> TO DO:
Could you write out all of the rows below again, swapping "Coordinates" for "Points" everywhere it appears and leaving everything else unchanged?

> INFORMATION PROVIDED:
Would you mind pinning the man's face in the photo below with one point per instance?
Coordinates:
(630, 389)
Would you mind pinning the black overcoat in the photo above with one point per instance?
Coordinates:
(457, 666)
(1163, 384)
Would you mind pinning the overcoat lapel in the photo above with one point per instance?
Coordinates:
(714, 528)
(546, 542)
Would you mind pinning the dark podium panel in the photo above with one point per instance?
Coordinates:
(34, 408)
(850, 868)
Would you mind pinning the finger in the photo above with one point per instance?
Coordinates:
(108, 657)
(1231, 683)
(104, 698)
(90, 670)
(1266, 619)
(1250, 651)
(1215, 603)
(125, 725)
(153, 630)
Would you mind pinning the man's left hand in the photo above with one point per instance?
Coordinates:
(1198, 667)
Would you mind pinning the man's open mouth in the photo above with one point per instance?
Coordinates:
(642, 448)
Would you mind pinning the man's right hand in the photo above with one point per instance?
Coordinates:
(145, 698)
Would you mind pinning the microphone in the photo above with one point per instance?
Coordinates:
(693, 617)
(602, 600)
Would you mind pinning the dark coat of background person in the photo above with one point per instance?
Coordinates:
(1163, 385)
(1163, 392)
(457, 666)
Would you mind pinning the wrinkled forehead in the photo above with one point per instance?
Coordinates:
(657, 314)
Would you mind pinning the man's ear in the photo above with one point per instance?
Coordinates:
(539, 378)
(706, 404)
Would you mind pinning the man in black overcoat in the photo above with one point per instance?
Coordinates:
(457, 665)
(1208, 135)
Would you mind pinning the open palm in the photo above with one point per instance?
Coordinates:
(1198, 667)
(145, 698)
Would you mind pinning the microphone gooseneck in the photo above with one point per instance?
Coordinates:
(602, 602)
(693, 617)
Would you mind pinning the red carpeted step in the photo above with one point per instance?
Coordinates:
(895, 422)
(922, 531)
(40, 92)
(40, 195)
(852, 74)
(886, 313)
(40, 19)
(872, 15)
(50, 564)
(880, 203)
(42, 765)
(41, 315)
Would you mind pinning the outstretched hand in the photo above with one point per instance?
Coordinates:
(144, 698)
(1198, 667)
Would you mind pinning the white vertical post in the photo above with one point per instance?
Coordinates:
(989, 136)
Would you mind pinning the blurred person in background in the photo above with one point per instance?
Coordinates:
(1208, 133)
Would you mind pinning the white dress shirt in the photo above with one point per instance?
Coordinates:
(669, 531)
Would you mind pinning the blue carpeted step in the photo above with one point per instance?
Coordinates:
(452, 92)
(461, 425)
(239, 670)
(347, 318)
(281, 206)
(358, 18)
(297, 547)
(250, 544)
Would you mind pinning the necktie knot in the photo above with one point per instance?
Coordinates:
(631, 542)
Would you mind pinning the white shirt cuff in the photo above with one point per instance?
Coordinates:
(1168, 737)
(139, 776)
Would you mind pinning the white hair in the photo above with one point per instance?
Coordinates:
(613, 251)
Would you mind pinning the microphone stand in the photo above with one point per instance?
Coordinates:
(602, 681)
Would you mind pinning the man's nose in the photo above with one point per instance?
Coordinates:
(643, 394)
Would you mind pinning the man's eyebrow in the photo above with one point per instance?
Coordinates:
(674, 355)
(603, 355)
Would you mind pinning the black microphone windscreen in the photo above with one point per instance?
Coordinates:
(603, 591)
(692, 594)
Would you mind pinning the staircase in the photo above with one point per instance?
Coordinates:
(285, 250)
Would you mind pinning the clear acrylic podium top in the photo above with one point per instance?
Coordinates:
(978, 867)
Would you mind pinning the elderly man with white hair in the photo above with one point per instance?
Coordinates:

> FINISHED EXERCISE:
Would you mind pinning the man's face in the photo below with one point per instance?
Points:
(630, 389)
Would you mind pinning the black overcoat in the photo above with one point per instance?
Points:
(457, 666)
(1163, 384)
Would you mind pinning the overcoat lapel in the photo above with one point per instance?
Points:
(714, 528)
(546, 542)
Would you mind pinning the dark podium panel in the photo above with one point per instance?
Points:
(34, 408)
(850, 868)
Would you mind pinning the finger in the photo above with one point per instance?
Points:
(108, 657)
(1231, 683)
(104, 698)
(90, 670)
(1266, 619)
(1250, 651)
(1215, 603)
(125, 725)
(153, 630)
Would you mind pinning the man's left hand in the photo above with one point per instance?
Points:
(1198, 667)
Would you mind pinning the man's open mouth in the photo above with one point per instance?
Points:
(642, 448)
Would you mind pinning the man's right hand in the photo above with one point per instance?
Points:
(145, 698)
Would you mind pinning the microphone in the photo above with one point per instance?
Points:
(693, 617)
(602, 600)
Would you mind pinning the dark coat of background person in the photo above with one point per instance?
Points:
(1163, 385)
(1163, 392)
(457, 666)
Would you mind pinning the wrinkled forehead in the photo above with one point per instance?
Points:
(657, 314)
Would you mind pinning the man's ear in the photo above with one point per instance?
Points:
(539, 378)
(706, 404)
Would you mind pinning the man in black overcoat in the photo above with one point per instance?
Points:
(457, 665)
(1208, 135)
Would you mind pinning the open palm in the photo above with one point per instance?
Points:
(1198, 667)
(145, 698)
Would you mind pinning the microphone gooseneck in the photo above with one point per instance?
Points:
(602, 602)
(693, 617)
Would you mind pinning the red carpeted step in the photo above with one point per instance?
Points:
(895, 422)
(922, 531)
(40, 92)
(40, 195)
(852, 74)
(886, 313)
(40, 19)
(872, 15)
(50, 564)
(880, 203)
(42, 765)
(41, 315)
Would you mind pinning the outstretched hand in the photo above with one point per instance?
Points:
(144, 698)
(1198, 667)
Would you mind pinning the white vertical post in the photo above with one point per instance?
Points:
(989, 136)
Would you mind pinning the blurred person in background in the photo above with one point per instance?
Points:
(1208, 133)
Would you mind pinning the white dress shirt in the photo above with one point per instance?
Points:
(669, 531)
Would you mind pinning the blue carpeted step in the photo above with one point per instance?
Points:
(452, 92)
(461, 425)
(239, 670)
(347, 318)
(281, 206)
(358, 18)
(297, 547)
(250, 544)
Would you mind pinning the necktie knot in the photo above with one point per instance?
Points:
(631, 542)
Would you mind pinning the white shirt cuff in the photo above with one point per instance?
Points:
(1168, 737)
(139, 776)
Would you mind pinning the white hair in the photo above with one point per instance?
Points:
(613, 251)
Would you mind pinning the microphone stand in the photo above with one point per instance?
Points:
(602, 681)
Would you mind pinning the man's nose in the photo above with one point per instance?
Points:
(643, 394)
Would you mind pinning the man's eyebrow in the photo above with one point per instance?
Points:
(674, 355)
(603, 355)
Would you mind pinning the black microphone windscreen in the photo above with one point per instance?
Points:
(603, 591)
(692, 594)
Would you mind pinning the staircase in the photo above with one point per instance?
Points:
(285, 250)
Would you mind pinning the clear acrylic podium top in the photo above with one point per instance?
Points:
(978, 867)
Would you mind pinning the elderly man with white hair in the photo above with one point per instance?
Points:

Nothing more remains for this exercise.